SOURCE RECORDS:

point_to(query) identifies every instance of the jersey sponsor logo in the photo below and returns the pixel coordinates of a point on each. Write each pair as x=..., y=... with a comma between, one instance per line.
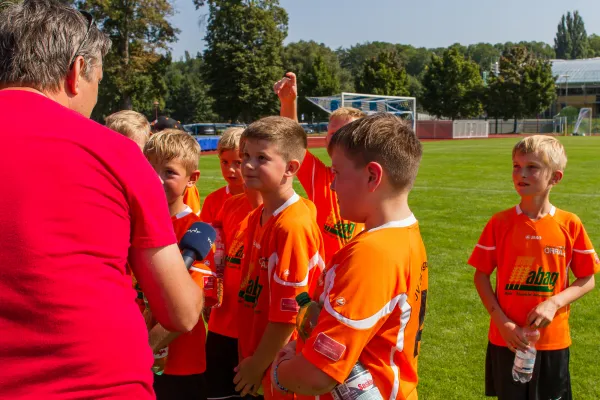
x=526, y=278
x=252, y=291
x=558, y=250
x=328, y=347
x=236, y=259
x=289, y=305
x=533, y=237
x=342, y=230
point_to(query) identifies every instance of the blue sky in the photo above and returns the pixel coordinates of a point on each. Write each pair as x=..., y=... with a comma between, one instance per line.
x=426, y=23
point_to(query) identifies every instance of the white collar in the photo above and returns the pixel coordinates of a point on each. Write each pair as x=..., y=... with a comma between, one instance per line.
x=406, y=222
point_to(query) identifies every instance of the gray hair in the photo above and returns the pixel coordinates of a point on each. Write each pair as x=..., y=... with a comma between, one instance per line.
x=38, y=40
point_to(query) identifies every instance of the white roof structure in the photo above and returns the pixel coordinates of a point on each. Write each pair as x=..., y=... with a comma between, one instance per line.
x=584, y=71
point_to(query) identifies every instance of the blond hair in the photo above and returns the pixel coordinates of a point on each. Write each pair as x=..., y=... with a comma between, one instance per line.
x=385, y=139
x=230, y=140
x=549, y=148
x=347, y=113
x=287, y=134
x=173, y=144
x=131, y=124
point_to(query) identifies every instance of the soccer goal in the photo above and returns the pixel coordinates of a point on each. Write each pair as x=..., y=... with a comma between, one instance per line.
x=466, y=129
x=583, y=126
x=404, y=107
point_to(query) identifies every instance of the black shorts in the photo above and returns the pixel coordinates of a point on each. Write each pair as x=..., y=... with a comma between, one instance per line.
x=180, y=387
x=550, y=380
x=221, y=359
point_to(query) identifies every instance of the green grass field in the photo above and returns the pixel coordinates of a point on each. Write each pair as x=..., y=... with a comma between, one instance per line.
x=460, y=185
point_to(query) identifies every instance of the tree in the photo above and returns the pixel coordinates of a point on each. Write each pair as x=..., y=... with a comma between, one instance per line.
x=525, y=86
x=571, y=40
x=319, y=74
x=243, y=56
x=135, y=67
x=452, y=86
x=384, y=75
x=187, y=99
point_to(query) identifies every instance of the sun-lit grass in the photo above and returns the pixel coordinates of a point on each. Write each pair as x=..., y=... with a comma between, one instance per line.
x=460, y=185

DO THIS:
Arrange every line of the items from the beginning through the line containing "x=584, y=71", inclusive, as a JSON list of strings, one string per line and no blank lines. Leave the pictures out of the list.

WRITTEN SOLUTION:
[
  "point_to(query) identifies every instance of the jersey sponsor logo in the photo below and returns the pixel coordinates of a point on each. Write each pair as x=..., y=... with a comma between, one instance per line.",
  "x=526, y=278",
  "x=252, y=291",
  "x=558, y=250",
  "x=328, y=347",
  "x=236, y=259",
  "x=289, y=305",
  "x=533, y=237",
  "x=342, y=230",
  "point_to(query) identifies every instance of the blue sky in the photo above and returns the pixel coordinates of a point on each. Write each pair as x=..., y=... with a comma between, one instance per line.",
  "x=426, y=23",
  "point_to(query) identifies every instance of the white collar in the photo above and returns the pixel coordinates of a point on each. Write each pair as x=..., y=... with a comma between, one instance per line.",
  "x=406, y=222",
  "point_to(query) identifies every instance of the gray hair in the photo above and returns the pixel coordinates of a point on each. Write each pair as x=..., y=... with a comma between, one instance per line.",
  "x=38, y=40",
  "point_to(query) identifies every instance of the white roof structure in the photo above and returns the pixel coordinates of a point on each. Write each pair as x=..., y=... with a comma between, one instance per line.",
  "x=584, y=71"
]